## Request
Please reproduce every one of the records below line for line without any change, leaving out the pictures.

## Raw records
◇ ◇ ◇ ◇ ◇
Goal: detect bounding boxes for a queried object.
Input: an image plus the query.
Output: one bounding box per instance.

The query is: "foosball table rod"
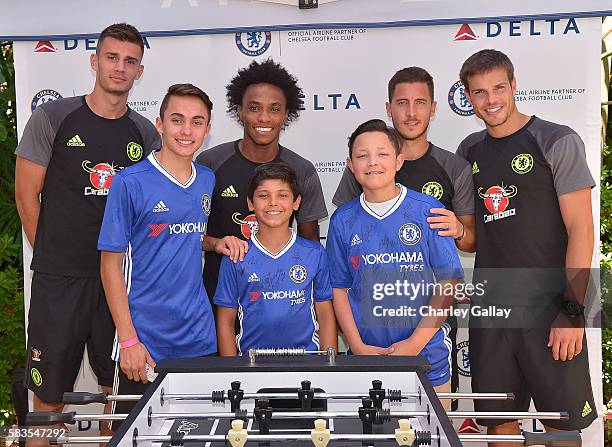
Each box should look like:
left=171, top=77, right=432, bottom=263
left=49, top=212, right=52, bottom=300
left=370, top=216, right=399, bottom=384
left=49, top=419, right=582, bottom=447
left=62, top=391, right=514, bottom=405
left=26, top=410, right=569, bottom=426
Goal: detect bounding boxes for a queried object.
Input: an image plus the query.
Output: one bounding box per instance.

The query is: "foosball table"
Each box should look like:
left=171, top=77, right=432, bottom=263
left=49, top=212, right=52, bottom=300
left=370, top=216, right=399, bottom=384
left=27, top=349, right=581, bottom=447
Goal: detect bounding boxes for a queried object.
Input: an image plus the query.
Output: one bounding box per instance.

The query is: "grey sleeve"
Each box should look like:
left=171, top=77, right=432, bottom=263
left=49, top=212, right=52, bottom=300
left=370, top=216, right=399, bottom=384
◇ ◇ ◇ ◇ ◇
## Task output
Goal: detect bounding boxes for a queried object.
Input: an image plus the query.
Output: one bounding box per instance.

The query is: "foosball table rod"
Each box should look like:
left=171, top=77, right=432, bottom=263
left=49, top=212, right=52, bottom=300
left=370, top=216, right=399, bottom=384
left=49, top=419, right=582, bottom=447
left=62, top=391, right=514, bottom=405
left=26, top=410, right=569, bottom=426
Goal: detect bounding boxes for a queried object.
Input: an image plus the query.
Output: one bounding box per instance.

The query is: "foosball table"
Each box should look like:
left=171, top=77, right=432, bottom=263
left=49, top=212, right=52, bottom=300
left=370, top=216, right=399, bottom=384
left=27, top=349, right=581, bottom=447
Goal: detect bounding boxes for a queried object.
Input: an image plus the query.
Output: one bounding box per instance.

The query is: "grey sleeve"
Each box should look like:
left=171, top=77, right=432, bottom=263
left=49, top=212, right=52, bottom=300
left=370, top=216, right=399, bottom=384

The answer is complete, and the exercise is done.